Source extract
((

Big Data/Machine Learning/AI
Improving Fairness in Predictive Models: A Multicalibration Analysis Across Brazilian Hospitals Fabiano Barcellos Filho* Fabiano Barcellos Filho Carine Savalli Alexandre Chiavegatto
Accurate mortality prediction is essential for improving patient care and optimizing resource allocation. This study evaluated the performance of machine learning models, such as XGBoost, CatBoost, and LightGBM, for mortality prediction in COVID-19 across Brazilian regions. A key focus was the impact of isotonic calibration on model fairness. Models were tuned with randomized search using AUC-ROC as the performance metric. The dataset was stratified by mortality outcome and systematically partitioned into training, validation, and test subsets.
Pre-calibration analysis revealed significant subgroup disparities. Males and younger patients (<65) consistently outperformed females and older adults (≥65). In the Northeast region, younger adults outperformed older adults (AUC of 0.9663 vs. 0.7735), while in the North, males outperformed females (0.9735 vs. 0.8250). These disparities highlighted the importance for calibration techniques to enhance model fairness and ensure equitable performance across diverse demographic groups.

))

Data
((

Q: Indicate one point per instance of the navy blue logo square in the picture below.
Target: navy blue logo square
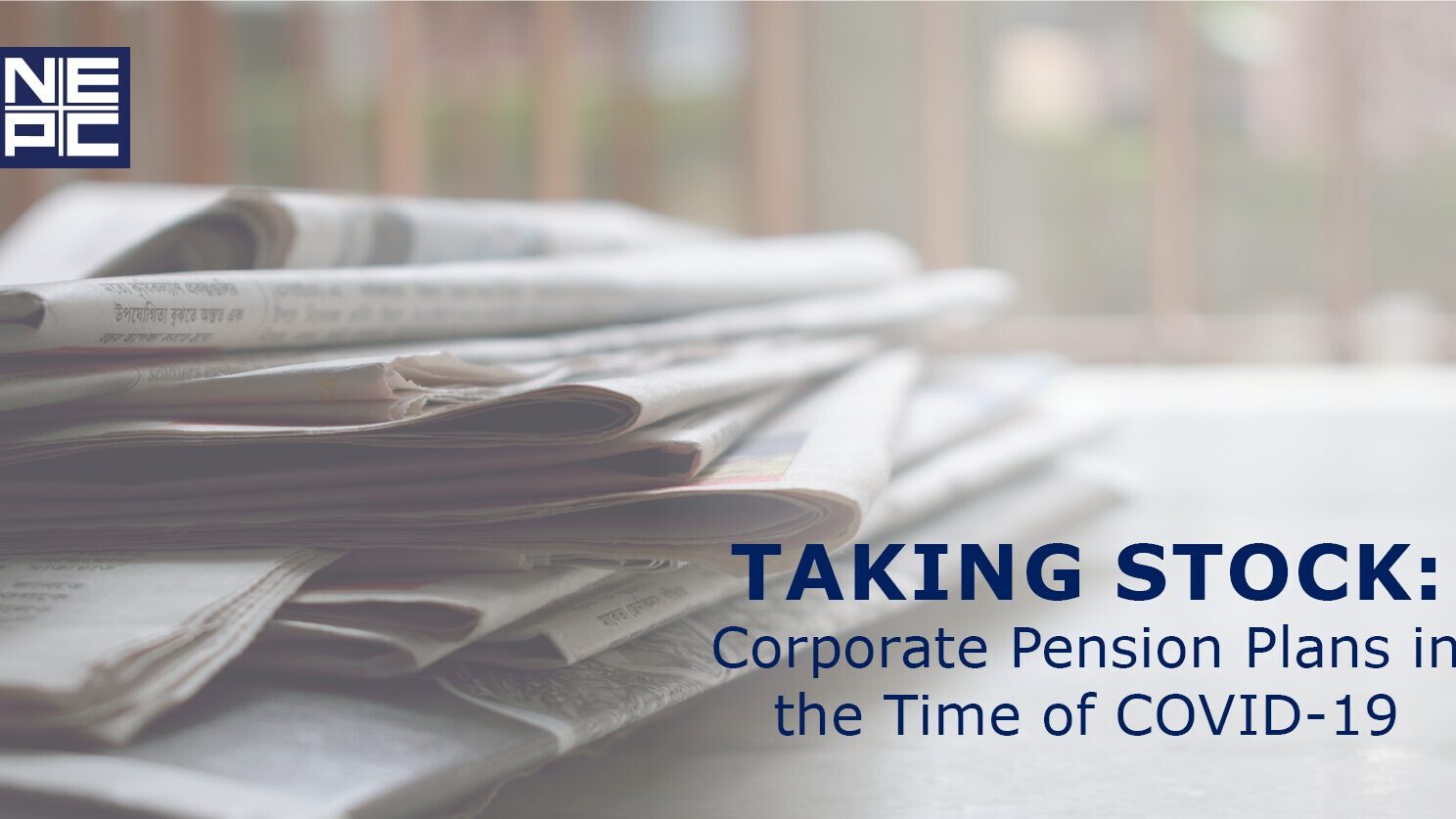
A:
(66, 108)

))
((

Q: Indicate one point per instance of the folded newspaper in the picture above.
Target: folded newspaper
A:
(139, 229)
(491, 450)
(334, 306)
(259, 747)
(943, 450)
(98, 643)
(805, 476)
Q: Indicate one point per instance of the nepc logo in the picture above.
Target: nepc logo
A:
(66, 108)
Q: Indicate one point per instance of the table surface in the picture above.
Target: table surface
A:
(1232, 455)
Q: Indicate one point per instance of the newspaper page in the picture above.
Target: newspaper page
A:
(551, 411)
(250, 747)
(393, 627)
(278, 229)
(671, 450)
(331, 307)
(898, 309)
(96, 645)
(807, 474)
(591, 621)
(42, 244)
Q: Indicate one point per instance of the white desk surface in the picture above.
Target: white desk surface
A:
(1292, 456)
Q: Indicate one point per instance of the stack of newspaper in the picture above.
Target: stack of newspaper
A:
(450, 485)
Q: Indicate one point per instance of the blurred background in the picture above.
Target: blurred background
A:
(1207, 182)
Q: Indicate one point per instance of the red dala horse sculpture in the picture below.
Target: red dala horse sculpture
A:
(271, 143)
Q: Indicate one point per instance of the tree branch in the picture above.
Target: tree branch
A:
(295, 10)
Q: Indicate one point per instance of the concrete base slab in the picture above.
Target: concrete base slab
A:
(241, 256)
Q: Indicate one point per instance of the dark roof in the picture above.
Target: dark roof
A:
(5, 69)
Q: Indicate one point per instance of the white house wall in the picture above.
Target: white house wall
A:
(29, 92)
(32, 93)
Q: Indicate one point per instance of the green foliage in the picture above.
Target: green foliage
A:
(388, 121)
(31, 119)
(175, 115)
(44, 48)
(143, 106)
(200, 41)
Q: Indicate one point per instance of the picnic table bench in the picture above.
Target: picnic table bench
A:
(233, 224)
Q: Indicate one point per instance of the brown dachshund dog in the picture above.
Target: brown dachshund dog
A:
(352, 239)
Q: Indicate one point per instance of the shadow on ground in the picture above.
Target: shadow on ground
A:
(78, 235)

))

Prompt A
In the abstract on mortality prediction across Brazilian hospitals, what performance metric guided the randomized search used to tune the models?
Prompt B
Copy the abstract on mortality prediction between "Pre-calibration analysis revealed" and "diverse demographic groups.", inclusive, renaming "outperformed" as "surpassed" throughout.
Prompt C
Write what comes next in the abstract on mortality prediction across Brazilian hospitals, picking up after its final sentence.
The records have no connection to the abstract.

Task output A
AUC-ROC

Task output B
Pre-calibration analysis revealed significant subgroup disparities. Males and younger patients (<65) consistently surpassed females and older adults (≥65). In the Northeast region, younger adults surpassed older adults (AUC of 0.9663 vs. 0.7735), while in the North, males surpassed females (0.9735 vs. 0.8250). These disparities highlighted the importance for calibration techniques to enhance model fairness and ensure equitable performance across diverse demographic groups.

Task output C
After isotonic calibration, fairness improved across all regions. In the North, female AUC increased from 0.8250 to 0.9042, and older adults maintained exceptional performance, improving from 0.9886 to 0.9943. The Northeast showed improvements for older adults (AUC = 0.7735 to 0.7989) and males (AUC = 0.8848 to 0.9067), reducing gaps with younger adults. In the Southeast, disparities lessened, with male AUC rising from 0.8256 to 0.8421 and elderly AUC from 0.7734 to 0.7959. The South exhibited the most significant improvements, with older adults increasing its AUC from 0.7723 to 0.8348 while maintaining high male performance (0.9183 to 0.9422).
We conclude that isotonic calibration, while slightly reducing AUC in some regions, consistently enhanced fairness across age and gender groups. This demonstrates its utility in promoting equity in predictive healthcare, striking a balance between performance and fairness to better serve diverse populations.